__The data__
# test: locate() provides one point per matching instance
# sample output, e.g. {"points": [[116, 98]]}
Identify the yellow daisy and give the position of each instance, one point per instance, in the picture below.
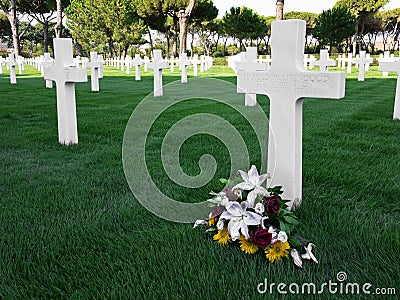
{"points": [[247, 246], [211, 221], [277, 251], [222, 237]]}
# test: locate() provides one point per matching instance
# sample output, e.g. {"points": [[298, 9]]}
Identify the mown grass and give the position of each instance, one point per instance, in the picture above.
{"points": [[71, 228]]}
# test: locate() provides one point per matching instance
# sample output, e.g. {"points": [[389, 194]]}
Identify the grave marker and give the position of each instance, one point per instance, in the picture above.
{"points": [[137, 62], [158, 65], [95, 65], [47, 61], [393, 67], [362, 61], [286, 83], [11, 64], [324, 61], [249, 63], [183, 63], [65, 74]]}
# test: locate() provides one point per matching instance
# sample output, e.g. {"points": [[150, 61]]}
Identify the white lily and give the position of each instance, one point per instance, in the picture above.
{"points": [[200, 222], [252, 182], [259, 208], [239, 219], [309, 255], [296, 257], [219, 199], [282, 236]]}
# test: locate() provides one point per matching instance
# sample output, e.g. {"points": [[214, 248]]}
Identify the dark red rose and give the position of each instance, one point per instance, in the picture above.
{"points": [[272, 205], [262, 237]]}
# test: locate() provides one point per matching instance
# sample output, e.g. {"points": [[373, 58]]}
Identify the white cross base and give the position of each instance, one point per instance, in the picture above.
{"points": [[157, 65], [393, 67], [64, 72], [286, 83]]}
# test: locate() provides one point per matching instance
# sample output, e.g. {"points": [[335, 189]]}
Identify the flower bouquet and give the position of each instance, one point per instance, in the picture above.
{"points": [[257, 219]]}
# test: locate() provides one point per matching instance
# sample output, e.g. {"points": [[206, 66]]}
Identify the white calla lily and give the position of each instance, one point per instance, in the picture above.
{"points": [[200, 222], [309, 255], [259, 208], [252, 182], [296, 257], [220, 224], [239, 218], [219, 199]]}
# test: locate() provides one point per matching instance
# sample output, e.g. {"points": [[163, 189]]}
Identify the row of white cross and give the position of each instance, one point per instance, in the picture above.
{"points": [[286, 82], [205, 63]]}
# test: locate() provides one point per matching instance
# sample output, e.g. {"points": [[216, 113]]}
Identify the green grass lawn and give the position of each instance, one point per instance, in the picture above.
{"points": [[70, 227]]}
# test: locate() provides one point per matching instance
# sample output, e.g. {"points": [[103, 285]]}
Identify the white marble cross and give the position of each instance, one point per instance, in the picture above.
{"points": [[100, 59], [137, 62], [128, 64], [95, 65], [183, 63], [11, 64], [349, 61], [158, 65], [21, 65], [324, 61], [393, 67], [286, 84], [195, 62], [362, 61], [2, 63], [385, 58], [249, 63], [146, 63], [65, 74], [47, 61], [368, 56], [172, 63]]}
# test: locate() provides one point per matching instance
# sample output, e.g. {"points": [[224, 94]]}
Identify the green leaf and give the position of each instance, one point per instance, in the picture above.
{"points": [[223, 180]]}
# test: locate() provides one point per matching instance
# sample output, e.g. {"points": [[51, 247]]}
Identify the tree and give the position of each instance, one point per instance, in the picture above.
{"points": [[390, 27], [362, 10], [242, 23], [41, 12], [183, 16], [98, 24], [279, 9], [9, 8], [333, 26]]}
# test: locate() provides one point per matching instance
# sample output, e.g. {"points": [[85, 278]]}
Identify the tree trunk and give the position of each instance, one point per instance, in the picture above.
{"points": [[183, 16], [46, 36], [58, 27], [279, 9], [11, 15]]}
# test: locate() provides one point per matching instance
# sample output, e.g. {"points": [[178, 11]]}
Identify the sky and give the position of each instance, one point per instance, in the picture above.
{"points": [[267, 7]]}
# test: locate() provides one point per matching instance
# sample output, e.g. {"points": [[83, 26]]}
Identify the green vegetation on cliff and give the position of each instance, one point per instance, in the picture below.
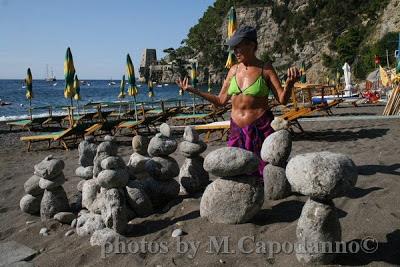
{"points": [[344, 23]]}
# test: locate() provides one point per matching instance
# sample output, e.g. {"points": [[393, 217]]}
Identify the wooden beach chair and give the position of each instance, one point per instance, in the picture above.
{"points": [[64, 137]]}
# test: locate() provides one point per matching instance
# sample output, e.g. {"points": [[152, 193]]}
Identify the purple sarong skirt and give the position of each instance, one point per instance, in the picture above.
{"points": [[251, 137]]}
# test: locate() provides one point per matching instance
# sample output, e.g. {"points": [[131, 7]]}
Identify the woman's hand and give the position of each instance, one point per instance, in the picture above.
{"points": [[293, 75], [183, 84]]}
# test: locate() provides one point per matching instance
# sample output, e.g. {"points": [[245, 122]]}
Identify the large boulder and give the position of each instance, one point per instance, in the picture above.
{"points": [[114, 212], [276, 148], [232, 201], [192, 176], [162, 168], [318, 224], [31, 186], [276, 185], [49, 168], [231, 161], [30, 204], [321, 174], [53, 202], [161, 146]]}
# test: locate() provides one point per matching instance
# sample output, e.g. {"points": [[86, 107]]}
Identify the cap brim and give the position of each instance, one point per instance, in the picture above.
{"points": [[234, 41]]}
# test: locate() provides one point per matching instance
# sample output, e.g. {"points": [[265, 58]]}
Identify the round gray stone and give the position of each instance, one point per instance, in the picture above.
{"points": [[231, 161], [30, 204], [162, 168], [192, 176], [47, 184], [232, 201], [84, 172], [113, 178], [190, 135], [49, 168], [53, 202], [189, 149], [165, 130], [138, 199], [161, 146], [321, 174], [137, 163], [87, 223], [31, 186], [113, 163], [276, 148], [140, 144], [276, 185], [318, 224], [65, 217]]}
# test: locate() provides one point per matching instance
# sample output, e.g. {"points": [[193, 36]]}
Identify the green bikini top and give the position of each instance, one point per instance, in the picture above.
{"points": [[258, 89]]}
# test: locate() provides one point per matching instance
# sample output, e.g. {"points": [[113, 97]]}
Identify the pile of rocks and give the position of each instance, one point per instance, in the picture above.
{"points": [[235, 197], [139, 157], [45, 193], [276, 151], [87, 151], [161, 187], [192, 176], [322, 176]]}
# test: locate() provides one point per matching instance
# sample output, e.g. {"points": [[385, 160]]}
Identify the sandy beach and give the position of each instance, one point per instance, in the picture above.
{"points": [[370, 210]]}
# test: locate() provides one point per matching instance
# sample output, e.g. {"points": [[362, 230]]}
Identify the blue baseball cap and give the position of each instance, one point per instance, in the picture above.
{"points": [[243, 33]]}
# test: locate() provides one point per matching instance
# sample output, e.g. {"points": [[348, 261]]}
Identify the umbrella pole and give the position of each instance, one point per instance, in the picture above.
{"points": [[134, 103]]}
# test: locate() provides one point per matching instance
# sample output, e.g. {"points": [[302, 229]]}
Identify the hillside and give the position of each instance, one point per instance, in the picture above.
{"points": [[322, 33]]}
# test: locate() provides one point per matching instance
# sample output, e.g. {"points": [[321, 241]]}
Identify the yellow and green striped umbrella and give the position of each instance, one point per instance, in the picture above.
{"points": [[303, 77], [28, 83], [122, 88], [232, 25], [69, 73], [77, 89], [132, 90]]}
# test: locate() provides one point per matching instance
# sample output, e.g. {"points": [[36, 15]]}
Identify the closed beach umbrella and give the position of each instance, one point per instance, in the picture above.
{"points": [[77, 89], [132, 90], [303, 78], [29, 93], [69, 73], [122, 88], [232, 25]]}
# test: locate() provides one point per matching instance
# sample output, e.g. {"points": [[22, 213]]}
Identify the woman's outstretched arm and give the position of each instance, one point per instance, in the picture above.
{"points": [[217, 100]]}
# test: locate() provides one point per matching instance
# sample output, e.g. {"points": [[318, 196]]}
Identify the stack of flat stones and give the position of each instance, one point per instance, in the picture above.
{"points": [[192, 176], [161, 187], [139, 157], [87, 151], [276, 151], [322, 176], [47, 180], [236, 196]]}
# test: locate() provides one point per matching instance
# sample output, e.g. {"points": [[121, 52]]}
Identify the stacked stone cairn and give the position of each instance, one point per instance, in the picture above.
{"points": [[235, 197], [276, 151], [45, 193], [137, 161], [192, 176], [322, 176], [161, 187], [87, 151]]}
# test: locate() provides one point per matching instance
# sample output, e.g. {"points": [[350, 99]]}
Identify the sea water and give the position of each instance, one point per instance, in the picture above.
{"points": [[52, 94]]}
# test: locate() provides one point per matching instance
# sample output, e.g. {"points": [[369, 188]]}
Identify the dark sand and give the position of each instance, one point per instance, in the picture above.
{"points": [[371, 209]]}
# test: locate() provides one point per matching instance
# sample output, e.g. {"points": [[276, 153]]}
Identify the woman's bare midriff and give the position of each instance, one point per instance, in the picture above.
{"points": [[247, 109]]}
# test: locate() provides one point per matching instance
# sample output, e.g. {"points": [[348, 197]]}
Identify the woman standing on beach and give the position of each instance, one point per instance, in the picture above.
{"points": [[248, 84]]}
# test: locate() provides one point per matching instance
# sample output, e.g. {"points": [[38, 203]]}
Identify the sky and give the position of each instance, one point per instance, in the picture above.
{"points": [[36, 33]]}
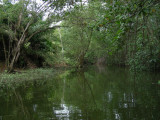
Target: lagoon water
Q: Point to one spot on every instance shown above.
(95, 93)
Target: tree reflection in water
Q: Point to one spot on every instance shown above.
(91, 94)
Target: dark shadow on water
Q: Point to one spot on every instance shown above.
(94, 93)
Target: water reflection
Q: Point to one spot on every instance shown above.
(92, 94)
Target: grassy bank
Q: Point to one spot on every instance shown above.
(17, 79)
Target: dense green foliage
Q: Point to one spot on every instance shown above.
(122, 32)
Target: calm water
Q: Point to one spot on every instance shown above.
(92, 94)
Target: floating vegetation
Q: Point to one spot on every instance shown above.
(17, 79)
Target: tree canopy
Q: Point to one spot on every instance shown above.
(122, 32)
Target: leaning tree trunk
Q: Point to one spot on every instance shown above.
(16, 54)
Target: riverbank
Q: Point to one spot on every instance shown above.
(17, 78)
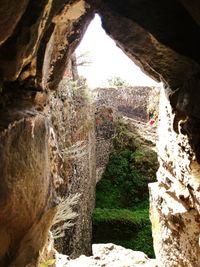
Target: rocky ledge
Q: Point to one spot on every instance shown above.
(108, 255)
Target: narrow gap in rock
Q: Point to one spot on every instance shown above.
(112, 109)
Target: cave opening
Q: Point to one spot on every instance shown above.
(125, 104)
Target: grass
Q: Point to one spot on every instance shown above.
(121, 215)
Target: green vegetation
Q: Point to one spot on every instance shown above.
(117, 82)
(121, 215)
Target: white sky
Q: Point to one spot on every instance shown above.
(107, 59)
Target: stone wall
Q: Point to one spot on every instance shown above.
(73, 120)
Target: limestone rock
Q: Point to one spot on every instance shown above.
(109, 255)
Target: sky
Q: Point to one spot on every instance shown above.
(107, 60)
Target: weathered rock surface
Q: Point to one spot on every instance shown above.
(36, 39)
(73, 120)
(108, 255)
(174, 198)
(25, 173)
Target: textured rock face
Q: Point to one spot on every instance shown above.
(111, 104)
(25, 173)
(109, 255)
(36, 39)
(175, 197)
(73, 120)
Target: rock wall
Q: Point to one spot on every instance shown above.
(73, 120)
(132, 102)
(36, 40)
(26, 141)
(174, 198)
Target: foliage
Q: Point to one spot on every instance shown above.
(131, 229)
(47, 263)
(65, 216)
(121, 215)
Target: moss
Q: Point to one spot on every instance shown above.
(121, 215)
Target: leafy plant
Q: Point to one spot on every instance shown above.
(47, 263)
(121, 215)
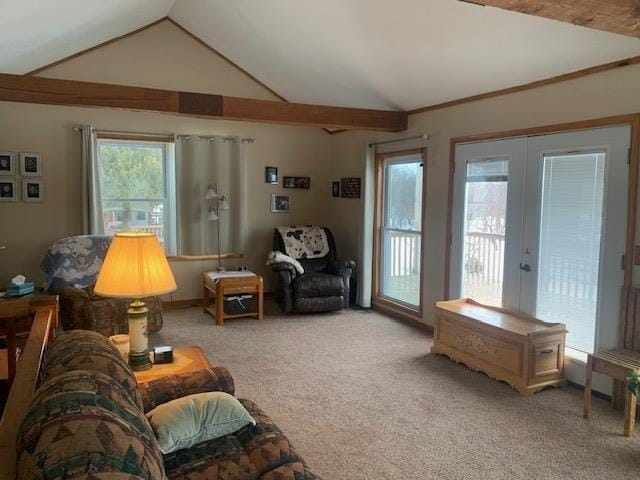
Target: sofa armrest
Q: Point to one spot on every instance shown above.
(299, 471)
(75, 308)
(165, 389)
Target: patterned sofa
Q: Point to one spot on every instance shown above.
(86, 421)
(72, 265)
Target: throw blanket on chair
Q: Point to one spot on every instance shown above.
(304, 241)
(279, 257)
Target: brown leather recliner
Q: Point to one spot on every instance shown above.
(323, 287)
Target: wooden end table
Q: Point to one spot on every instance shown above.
(616, 363)
(187, 359)
(217, 285)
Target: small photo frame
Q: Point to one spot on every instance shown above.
(271, 175)
(32, 190)
(280, 203)
(7, 163)
(8, 190)
(30, 164)
(350, 187)
(297, 182)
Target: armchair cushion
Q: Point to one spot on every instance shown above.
(187, 421)
(86, 350)
(318, 285)
(171, 387)
(82, 423)
(256, 451)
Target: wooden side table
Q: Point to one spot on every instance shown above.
(188, 359)
(215, 289)
(616, 363)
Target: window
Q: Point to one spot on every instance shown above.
(400, 231)
(539, 225)
(137, 188)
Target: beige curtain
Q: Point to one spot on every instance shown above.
(201, 161)
(92, 222)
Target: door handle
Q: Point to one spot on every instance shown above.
(525, 267)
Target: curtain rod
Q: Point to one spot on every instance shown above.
(424, 136)
(150, 134)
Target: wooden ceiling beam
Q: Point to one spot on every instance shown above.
(615, 16)
(30, 89)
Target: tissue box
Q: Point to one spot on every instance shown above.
(14, 290)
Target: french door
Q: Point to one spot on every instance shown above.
(399, 229)
(539, 225)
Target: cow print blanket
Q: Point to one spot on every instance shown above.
(304, 241)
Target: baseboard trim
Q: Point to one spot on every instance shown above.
(402, 317)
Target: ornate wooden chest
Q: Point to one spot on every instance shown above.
(522, 351)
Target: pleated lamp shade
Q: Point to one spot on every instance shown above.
(135, 267)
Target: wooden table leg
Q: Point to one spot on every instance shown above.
(587, 388)
(205, 297)
(12, 350)
(629, 414)
(220, 303)
(260, 299)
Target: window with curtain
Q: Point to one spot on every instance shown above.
(137, 188)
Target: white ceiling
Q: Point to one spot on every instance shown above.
(362, 53)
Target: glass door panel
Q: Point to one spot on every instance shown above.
(571, 214)
(487, 221)
(402, 230)
(484, 230)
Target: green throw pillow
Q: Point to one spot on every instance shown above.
(197, 418)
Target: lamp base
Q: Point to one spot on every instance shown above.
(138, 337)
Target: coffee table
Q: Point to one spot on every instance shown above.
(186, 359)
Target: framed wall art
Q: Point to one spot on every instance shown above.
(271, 175)
(30, 164)
(8, 190)
(297, 182)
(32, 190)
(350, 187)
(280, 203)
(7, 163)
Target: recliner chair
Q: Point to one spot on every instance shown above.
(324, 285)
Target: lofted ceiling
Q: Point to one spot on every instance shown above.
(354, 53)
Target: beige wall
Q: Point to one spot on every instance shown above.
(162, 57)
(610, 93)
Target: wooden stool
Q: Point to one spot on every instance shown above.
(616, 363)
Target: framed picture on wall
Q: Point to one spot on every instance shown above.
(350, 187)
(8, 191)
(32, 190)
(271, 175)
(30, 164)
(7, 163)
(297, 182)
(280, 203)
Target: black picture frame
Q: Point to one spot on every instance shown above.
(271, 175)
(350, 187)
(297, 182)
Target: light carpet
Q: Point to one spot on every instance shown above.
(360, 397)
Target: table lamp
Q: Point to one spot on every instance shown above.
(135, 267)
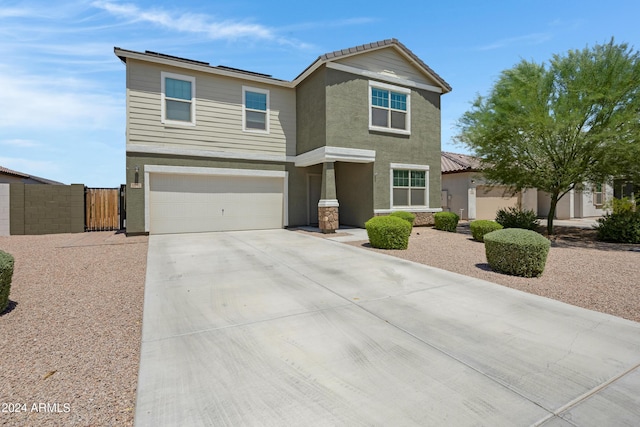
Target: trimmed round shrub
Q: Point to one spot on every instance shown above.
(407, 216)
(388, 232)
(516, 252)
(481, 227)
(446, 221)
(619, 227)
(6, 273)
(517, 218)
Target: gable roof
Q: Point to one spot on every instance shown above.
(165, 59)
(454, 162)
(369, 47)
(7, 171)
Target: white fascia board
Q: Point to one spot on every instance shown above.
(335, 154)
(383, 77)
(148, 149)
(202, 68)
(328, 203)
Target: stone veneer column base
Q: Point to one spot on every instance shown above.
(328, 218)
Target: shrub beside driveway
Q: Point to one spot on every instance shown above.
(579, 271)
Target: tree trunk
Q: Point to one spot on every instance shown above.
(552, 213)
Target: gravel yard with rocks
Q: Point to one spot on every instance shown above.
(70, 340)
(579, 271)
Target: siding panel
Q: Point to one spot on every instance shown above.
(218, 114)
(390, 62)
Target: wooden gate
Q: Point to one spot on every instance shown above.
(101, 209)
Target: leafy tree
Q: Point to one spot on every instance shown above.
(555, 126)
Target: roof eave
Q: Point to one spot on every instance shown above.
(125, 54)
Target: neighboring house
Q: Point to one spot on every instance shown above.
(211, 148)
(467, 193)
(8, 176)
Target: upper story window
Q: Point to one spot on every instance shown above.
(389, 108)
(178, 99)
(255, 110)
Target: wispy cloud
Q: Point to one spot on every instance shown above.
(20, 143)
(15, 12)
(348, 22)
(42, 103)
(528, 40)
(194, 23)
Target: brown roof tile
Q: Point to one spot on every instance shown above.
(454, 162)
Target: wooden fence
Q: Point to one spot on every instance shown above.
(101, 209)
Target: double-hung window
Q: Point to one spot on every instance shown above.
(409, 187)
(178, 99)
(389, 108)
(255, 111)
(598, 195)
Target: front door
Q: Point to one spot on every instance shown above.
(314, 188)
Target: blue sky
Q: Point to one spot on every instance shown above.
(62, 90)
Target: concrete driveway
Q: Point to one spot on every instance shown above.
(279, 328)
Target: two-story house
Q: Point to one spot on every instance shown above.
(212, 148)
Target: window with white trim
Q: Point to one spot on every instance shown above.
(598, 195)
(178, 99)
(389, 108)
(409, 188)
(255, 110)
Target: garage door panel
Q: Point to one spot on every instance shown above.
(490, 200)
(200, 203)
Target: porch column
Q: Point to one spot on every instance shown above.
(328, 204)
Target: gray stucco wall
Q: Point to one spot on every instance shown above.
(348, 126)
(135, 196)
(311, 112)
(355, 192)
(298, 200)
(46, 209)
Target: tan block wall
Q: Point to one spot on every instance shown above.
(47, 209)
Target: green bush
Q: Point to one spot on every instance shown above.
(619, 227)
(6, 273)
(407, 216)
(446, 221)
(517, 218)
(481, 227)
(517, 252)
(388, 232)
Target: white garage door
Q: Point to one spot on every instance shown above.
(200, 203)
(490, 200)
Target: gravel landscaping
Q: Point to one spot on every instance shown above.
(70, 340)
(579, 270)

__Try it__
After locating the line containing "Target: leafy plant" in the entries above, return it and every line after it exactly, ending at the line containing "Target: french door", without pictures.

__Response to the task__
Target: leafy plant
Q: Point to one spot on every instance shown above.
(47, 263)
(121, 215)
Target: sofa armrest
Q: Point to one spot on every instance shown above.
(299, 471)
(75, 308)
(165, 389)
Target: patterned sofa
Q: Point to one spot on every instance shown above.
(86, 421)
(72, 265)
Target: throw blanket on chair
Q: Point to one spot on every instance shown above.
(304, 241)
(279, 257)
Target: brown leather recliner
Q: Point to one spot on every instance shown above.
(323, 287)
Target: wooden end table
Q: Point to one spot on every instance shown above.
(616, 363)
(187, 359)
(217, 285)
Target: small photo frame
Q: Point to one spot on every instance shown above.
(271, 175)
(32, 190)
(280, 203)
(7, 163)
(8, 190)
(30, 164)
(350, 187)
(297, 182)
Target: armchair cushion
Q: Point to one spot on every instance shown above.
(187, 421)
(86, 350)
(318, 285)
(171, 387)
(82, 423)
(256, 451)
Target: wooden side table
Q: Point to one spot on every instance shown above.
(188, 359)
(215, 289)
(616, 363)
Target: window
Q: Point to one spot on every instance shown above.
(400, 231)
(539, 225)
(137, 188)
Target: beige curtain
Q: Point to one spot on every instance shown above.
(201, 161)
(92, 222)
Target: door handle
Q: Point to one spot on every instance shown above.
(525, 267)
Target: curtain rod
Q: Point to one spot on every instance shown above.
(424, 136)
(150, 134)
Target: wooden ceiling beam
Q: Point to one spot on every instance shown above.
(615, 16)
(30, 89)
Target: tissue box
Q: Point to one spot on every instance shown above.
(14, 290)
Target: french door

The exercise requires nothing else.